* [Exercise directions]: Look below for the line holding "green mountain ridge, one line per instance." and the line holding "mountain, one line per instance.". Repeat those two and everything between, exactly.

* [Given data]:
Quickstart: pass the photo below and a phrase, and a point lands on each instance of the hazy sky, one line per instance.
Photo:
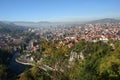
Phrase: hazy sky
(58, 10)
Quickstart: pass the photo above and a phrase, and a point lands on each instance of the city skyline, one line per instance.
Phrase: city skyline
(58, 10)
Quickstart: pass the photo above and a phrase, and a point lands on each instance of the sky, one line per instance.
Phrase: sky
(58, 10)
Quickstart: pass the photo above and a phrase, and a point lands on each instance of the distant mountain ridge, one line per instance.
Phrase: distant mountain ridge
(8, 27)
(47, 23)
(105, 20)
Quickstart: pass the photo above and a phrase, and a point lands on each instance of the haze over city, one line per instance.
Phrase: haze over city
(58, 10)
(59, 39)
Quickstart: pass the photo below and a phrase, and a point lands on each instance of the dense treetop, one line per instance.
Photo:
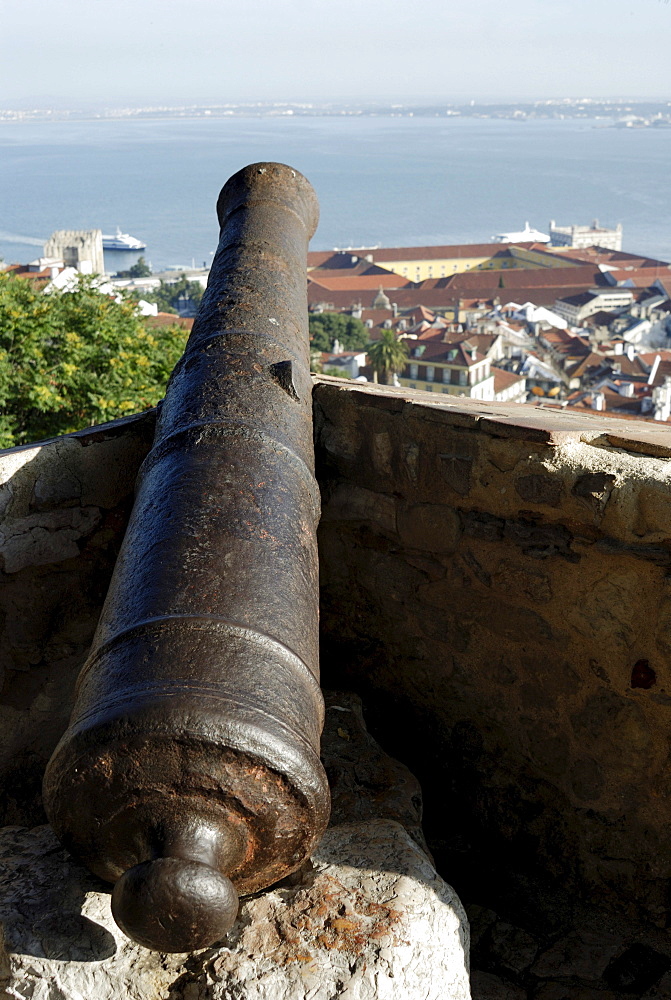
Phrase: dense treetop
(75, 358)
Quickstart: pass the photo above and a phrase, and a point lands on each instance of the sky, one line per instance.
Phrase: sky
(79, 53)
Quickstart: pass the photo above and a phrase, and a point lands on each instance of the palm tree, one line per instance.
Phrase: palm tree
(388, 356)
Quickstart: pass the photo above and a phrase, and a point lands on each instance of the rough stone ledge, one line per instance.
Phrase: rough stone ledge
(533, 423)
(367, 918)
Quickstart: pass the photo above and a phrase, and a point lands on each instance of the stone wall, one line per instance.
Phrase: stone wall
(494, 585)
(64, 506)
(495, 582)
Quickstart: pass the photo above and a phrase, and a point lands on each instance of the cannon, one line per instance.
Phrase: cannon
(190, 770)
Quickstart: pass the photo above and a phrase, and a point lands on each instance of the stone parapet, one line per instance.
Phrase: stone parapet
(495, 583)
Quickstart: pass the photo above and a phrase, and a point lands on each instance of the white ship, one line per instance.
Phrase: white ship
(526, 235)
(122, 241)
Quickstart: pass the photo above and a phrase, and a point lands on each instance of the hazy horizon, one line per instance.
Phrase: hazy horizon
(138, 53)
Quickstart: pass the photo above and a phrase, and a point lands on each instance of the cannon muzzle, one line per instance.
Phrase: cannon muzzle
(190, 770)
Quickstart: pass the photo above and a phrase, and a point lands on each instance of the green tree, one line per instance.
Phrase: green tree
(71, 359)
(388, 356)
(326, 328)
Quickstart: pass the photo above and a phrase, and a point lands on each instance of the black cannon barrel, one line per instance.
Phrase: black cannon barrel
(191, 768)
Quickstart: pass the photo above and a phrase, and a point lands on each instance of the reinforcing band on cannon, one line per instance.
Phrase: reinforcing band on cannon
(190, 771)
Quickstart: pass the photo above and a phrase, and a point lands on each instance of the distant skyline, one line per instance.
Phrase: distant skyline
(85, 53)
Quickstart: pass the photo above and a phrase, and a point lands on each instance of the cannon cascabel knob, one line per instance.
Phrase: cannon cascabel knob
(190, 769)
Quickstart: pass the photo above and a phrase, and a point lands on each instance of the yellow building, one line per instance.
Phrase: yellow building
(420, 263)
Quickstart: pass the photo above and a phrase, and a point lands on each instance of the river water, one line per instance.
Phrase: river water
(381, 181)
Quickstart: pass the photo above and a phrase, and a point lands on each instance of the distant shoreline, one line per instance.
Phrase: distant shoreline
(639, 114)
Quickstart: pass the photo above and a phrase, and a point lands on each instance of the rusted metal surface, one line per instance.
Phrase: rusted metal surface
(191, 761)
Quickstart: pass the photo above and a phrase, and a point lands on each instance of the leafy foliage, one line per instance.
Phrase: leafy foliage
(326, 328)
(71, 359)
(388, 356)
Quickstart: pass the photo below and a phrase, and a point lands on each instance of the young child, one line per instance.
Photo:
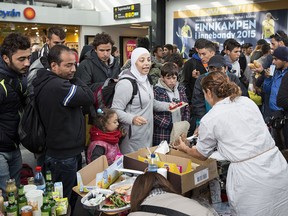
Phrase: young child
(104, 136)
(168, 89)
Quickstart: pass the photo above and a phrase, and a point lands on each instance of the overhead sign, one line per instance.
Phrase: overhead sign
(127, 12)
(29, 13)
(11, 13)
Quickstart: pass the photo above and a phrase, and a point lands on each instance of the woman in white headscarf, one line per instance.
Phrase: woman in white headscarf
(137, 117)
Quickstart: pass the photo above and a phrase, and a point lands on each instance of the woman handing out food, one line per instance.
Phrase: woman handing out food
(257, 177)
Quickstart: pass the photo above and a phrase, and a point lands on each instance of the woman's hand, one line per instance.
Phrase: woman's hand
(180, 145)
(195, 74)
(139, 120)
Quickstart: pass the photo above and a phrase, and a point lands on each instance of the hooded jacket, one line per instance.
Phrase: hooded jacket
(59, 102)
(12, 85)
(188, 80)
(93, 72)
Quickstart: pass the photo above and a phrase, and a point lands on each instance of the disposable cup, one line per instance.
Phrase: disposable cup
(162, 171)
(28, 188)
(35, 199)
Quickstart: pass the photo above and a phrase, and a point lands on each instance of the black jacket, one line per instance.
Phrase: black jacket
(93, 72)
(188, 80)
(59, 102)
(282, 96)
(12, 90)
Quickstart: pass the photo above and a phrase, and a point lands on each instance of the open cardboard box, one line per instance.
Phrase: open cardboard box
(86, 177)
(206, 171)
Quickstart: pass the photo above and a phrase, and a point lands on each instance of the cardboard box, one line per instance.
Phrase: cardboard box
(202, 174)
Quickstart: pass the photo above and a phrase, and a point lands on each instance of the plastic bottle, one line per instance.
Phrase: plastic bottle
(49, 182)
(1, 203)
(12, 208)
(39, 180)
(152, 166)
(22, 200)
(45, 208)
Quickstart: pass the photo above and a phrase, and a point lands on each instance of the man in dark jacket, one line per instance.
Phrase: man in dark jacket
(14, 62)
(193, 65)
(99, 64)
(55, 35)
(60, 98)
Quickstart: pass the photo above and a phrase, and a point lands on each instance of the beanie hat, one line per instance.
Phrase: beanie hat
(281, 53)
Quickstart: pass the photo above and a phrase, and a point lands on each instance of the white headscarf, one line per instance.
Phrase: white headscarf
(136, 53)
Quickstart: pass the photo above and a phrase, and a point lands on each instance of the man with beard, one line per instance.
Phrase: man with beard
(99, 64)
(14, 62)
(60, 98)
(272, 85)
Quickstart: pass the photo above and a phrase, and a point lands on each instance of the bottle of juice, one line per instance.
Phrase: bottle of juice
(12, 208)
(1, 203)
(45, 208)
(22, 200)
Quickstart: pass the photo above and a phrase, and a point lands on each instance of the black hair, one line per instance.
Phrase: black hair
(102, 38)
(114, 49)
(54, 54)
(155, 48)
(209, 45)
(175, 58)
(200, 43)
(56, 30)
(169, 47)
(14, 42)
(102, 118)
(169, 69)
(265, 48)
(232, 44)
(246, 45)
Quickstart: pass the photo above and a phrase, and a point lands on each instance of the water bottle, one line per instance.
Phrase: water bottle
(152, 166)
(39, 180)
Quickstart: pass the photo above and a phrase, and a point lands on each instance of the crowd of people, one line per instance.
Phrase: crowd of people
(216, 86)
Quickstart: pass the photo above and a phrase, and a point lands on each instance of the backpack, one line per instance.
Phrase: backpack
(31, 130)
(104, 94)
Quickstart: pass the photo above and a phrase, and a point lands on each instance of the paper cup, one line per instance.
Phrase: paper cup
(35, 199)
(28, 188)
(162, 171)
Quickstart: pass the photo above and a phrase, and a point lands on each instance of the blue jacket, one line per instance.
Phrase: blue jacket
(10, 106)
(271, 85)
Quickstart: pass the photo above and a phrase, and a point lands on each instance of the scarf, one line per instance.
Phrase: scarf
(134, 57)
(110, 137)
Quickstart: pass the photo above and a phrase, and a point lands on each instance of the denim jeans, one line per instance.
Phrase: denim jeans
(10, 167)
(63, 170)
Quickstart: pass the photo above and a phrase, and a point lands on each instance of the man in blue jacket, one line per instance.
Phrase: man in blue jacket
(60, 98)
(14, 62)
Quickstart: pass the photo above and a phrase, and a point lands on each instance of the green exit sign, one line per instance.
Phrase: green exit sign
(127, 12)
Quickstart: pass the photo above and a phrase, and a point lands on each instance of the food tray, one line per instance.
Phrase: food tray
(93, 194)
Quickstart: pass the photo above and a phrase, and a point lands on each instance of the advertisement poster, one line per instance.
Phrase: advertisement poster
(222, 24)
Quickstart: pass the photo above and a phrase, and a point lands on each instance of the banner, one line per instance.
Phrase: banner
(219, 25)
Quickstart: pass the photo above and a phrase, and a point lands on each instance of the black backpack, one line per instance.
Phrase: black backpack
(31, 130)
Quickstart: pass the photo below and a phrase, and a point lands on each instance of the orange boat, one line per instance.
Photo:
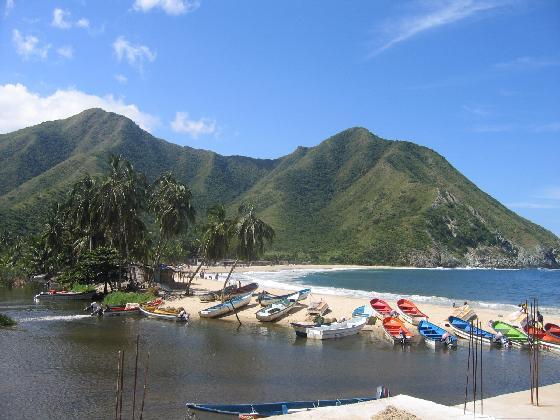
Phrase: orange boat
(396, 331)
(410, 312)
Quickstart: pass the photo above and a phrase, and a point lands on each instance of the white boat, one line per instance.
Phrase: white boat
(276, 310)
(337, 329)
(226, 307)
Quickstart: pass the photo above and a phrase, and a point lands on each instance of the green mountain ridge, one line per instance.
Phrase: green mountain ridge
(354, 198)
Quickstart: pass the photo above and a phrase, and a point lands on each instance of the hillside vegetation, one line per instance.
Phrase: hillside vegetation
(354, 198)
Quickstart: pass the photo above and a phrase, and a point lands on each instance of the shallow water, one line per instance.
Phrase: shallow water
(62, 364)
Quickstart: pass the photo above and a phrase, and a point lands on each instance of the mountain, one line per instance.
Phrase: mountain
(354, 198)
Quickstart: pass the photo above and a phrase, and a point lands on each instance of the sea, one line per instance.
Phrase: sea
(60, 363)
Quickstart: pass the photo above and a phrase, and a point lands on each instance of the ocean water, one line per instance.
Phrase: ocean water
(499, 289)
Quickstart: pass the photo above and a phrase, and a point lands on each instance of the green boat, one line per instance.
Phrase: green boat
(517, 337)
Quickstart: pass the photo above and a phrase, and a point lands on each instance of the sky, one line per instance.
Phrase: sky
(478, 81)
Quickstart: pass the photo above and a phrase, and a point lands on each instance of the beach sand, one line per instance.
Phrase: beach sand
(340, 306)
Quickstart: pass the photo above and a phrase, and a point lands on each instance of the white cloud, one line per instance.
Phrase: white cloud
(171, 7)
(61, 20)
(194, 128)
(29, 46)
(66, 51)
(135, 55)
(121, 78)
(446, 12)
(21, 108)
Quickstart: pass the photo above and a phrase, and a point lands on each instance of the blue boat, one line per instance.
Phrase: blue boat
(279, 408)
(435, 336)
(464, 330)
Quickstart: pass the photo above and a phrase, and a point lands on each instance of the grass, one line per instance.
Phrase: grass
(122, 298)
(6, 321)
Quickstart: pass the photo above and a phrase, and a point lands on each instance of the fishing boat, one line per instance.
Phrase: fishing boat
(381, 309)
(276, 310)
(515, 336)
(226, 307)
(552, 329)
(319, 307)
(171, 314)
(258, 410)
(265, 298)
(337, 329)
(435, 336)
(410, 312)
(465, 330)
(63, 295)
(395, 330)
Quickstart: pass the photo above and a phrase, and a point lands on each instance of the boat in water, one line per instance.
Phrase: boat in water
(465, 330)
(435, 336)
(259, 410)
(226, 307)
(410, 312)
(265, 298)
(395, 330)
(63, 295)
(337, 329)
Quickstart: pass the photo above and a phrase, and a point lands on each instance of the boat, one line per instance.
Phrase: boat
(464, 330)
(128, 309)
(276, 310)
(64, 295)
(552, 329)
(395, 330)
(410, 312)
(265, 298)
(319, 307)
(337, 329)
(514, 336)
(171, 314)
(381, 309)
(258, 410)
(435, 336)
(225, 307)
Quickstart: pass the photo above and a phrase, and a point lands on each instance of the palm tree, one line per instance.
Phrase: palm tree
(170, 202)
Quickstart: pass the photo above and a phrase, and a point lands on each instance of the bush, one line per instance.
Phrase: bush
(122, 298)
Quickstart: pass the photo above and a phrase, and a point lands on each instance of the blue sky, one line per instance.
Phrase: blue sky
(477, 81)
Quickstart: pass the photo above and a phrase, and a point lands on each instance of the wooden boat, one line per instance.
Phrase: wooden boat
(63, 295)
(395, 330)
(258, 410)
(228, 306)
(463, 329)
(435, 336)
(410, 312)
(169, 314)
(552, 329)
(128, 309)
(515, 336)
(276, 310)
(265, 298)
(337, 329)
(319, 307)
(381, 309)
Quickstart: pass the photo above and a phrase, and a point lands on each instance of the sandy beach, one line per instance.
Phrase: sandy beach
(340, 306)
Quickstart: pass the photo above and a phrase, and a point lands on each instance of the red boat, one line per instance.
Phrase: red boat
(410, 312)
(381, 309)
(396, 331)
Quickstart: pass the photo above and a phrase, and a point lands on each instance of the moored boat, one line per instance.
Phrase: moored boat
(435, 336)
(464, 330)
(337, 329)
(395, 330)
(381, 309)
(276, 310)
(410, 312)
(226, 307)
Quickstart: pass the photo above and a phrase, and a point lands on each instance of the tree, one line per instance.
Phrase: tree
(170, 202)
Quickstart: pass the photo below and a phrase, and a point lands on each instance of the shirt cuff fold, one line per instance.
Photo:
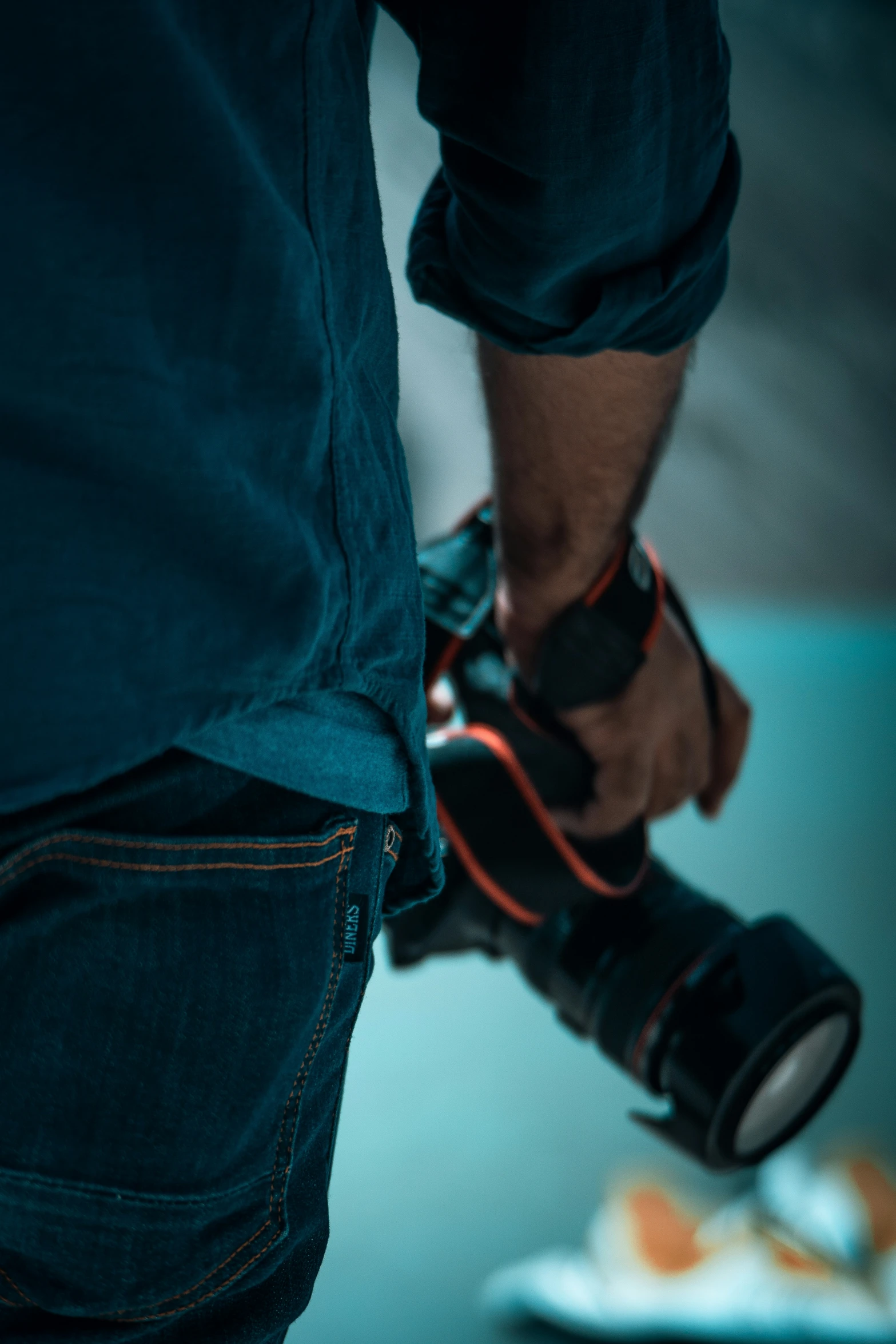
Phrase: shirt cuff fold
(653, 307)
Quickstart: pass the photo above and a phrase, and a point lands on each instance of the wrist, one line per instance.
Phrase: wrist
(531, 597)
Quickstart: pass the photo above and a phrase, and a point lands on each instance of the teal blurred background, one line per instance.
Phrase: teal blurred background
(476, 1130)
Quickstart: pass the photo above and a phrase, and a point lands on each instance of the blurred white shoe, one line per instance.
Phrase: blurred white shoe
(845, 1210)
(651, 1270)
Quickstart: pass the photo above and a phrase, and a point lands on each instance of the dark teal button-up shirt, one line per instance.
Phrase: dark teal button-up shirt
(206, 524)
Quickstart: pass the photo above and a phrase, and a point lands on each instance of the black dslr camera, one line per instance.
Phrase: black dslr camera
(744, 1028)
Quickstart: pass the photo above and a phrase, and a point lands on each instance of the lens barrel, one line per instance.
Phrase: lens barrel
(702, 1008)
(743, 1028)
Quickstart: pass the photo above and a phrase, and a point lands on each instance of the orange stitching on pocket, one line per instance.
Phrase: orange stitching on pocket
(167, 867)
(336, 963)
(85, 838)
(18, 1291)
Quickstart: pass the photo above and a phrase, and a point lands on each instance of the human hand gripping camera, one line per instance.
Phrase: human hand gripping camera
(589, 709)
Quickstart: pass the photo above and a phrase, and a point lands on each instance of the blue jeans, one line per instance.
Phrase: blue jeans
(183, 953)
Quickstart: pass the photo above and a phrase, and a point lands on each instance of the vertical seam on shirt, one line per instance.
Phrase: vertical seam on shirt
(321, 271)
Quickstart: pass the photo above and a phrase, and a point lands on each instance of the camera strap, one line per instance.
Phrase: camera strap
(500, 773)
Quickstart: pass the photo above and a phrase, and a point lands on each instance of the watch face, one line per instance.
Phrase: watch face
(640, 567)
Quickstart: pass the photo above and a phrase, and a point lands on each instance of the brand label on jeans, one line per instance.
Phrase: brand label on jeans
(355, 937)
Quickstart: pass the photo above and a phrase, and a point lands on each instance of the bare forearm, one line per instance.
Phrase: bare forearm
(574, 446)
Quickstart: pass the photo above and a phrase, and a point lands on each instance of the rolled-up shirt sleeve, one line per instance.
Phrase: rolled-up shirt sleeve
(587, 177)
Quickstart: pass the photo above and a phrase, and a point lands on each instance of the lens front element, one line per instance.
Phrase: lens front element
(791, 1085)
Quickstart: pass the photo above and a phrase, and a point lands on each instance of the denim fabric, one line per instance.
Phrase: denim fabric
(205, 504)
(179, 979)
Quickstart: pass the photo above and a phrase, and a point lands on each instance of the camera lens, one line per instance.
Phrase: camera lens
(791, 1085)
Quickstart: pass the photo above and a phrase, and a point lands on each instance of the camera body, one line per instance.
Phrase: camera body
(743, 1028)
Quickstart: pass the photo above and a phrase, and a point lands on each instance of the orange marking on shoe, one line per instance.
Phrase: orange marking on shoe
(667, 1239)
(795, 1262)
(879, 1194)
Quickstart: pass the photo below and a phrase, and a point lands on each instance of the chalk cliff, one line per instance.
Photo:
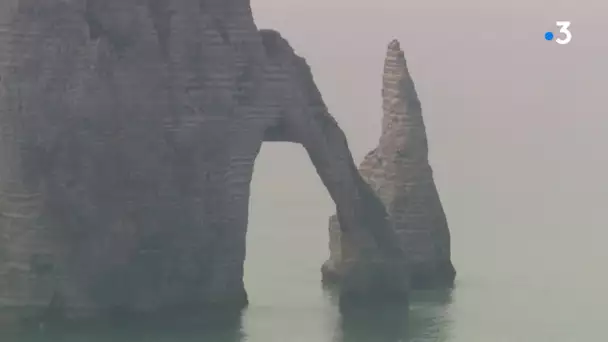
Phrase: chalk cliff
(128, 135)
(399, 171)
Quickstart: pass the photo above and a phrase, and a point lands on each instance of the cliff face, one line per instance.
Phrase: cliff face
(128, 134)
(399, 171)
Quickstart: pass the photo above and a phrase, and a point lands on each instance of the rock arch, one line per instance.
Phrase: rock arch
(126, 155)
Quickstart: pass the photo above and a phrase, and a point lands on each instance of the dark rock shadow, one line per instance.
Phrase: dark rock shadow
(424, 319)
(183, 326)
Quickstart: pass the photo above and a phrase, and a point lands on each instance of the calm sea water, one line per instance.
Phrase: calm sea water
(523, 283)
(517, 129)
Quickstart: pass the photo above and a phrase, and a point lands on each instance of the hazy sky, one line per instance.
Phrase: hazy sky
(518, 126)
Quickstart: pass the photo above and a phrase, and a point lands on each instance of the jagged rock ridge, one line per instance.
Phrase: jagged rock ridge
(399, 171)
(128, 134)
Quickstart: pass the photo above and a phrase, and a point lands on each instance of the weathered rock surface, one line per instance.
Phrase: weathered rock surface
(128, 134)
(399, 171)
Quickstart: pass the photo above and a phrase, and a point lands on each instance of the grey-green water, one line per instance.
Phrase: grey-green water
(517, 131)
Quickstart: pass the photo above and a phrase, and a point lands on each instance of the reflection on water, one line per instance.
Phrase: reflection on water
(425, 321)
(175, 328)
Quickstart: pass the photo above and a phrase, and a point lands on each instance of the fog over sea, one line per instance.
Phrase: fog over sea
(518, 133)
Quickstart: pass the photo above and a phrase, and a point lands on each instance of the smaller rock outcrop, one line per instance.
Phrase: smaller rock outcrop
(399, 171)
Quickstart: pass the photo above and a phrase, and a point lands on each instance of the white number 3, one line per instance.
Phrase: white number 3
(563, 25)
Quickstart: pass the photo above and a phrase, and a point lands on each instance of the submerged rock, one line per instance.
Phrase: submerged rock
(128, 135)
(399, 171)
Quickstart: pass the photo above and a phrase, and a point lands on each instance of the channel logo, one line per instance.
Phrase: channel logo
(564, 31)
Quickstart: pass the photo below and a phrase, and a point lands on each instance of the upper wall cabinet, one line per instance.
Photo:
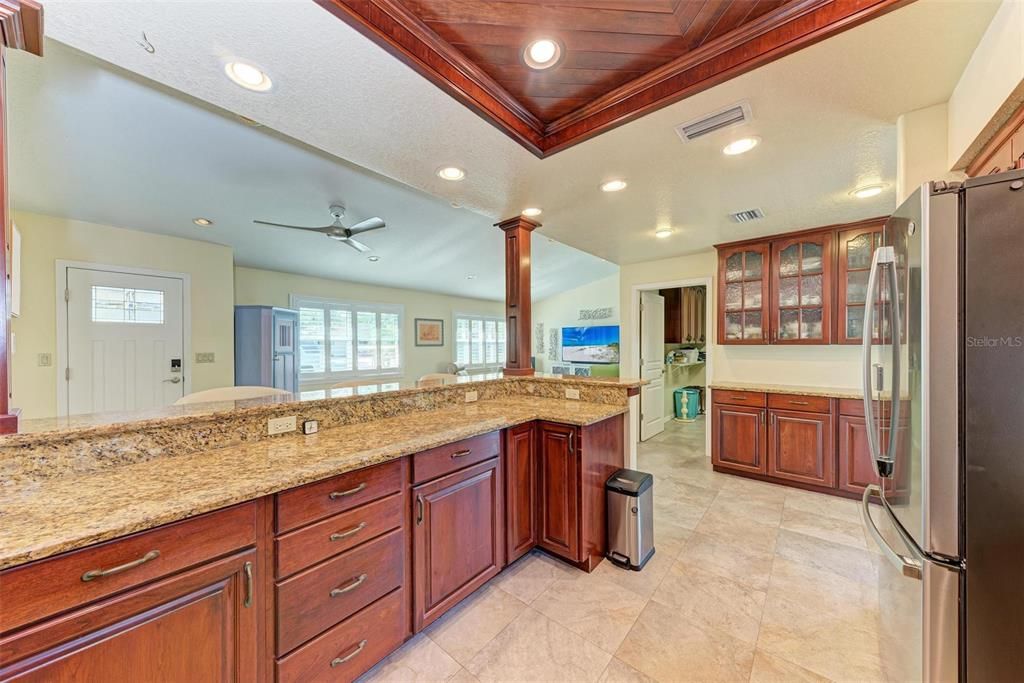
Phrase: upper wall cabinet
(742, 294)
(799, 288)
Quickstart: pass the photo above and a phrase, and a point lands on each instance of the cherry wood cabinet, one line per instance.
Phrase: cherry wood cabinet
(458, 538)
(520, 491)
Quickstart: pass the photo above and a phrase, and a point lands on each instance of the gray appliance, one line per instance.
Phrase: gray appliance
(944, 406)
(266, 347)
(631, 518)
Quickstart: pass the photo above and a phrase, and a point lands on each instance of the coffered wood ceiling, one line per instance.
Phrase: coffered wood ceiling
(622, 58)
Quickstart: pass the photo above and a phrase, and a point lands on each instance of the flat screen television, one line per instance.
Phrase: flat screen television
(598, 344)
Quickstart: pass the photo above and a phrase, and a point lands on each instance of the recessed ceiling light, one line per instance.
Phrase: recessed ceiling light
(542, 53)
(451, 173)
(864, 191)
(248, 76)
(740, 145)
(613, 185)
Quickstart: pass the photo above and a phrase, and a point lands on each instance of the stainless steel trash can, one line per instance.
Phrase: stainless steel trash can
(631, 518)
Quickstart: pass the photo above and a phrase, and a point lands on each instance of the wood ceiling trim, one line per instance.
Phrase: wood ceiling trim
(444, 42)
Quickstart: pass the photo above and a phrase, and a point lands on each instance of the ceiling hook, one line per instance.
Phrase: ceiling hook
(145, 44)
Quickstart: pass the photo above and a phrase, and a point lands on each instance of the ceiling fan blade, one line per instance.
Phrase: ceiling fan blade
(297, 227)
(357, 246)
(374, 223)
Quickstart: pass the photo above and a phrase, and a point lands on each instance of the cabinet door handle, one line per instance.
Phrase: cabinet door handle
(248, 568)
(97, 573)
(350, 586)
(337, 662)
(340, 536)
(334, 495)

* [Response to this task]:
Quickstart: pass the photo above and a phrase, and a point lands on each instance of the green mountain ridge, one line per instance.
Phrase: green mountain ridge
(354, 198)
Quickstart: pass the photo above and a phrase, and a point lands on each instance of the hillside vegetation, one line per instance.
Phrase: hillside vegetation
(354, 198)
Quickstart: pass the photo above and a phrase, and a point lands on each instance of the shallow water, one line per instance.
Phrase: shallow water
(62, 364)
Quickstart: pass the photo above and a phrase, and a point lands on each instance of the mountain, one line per instance.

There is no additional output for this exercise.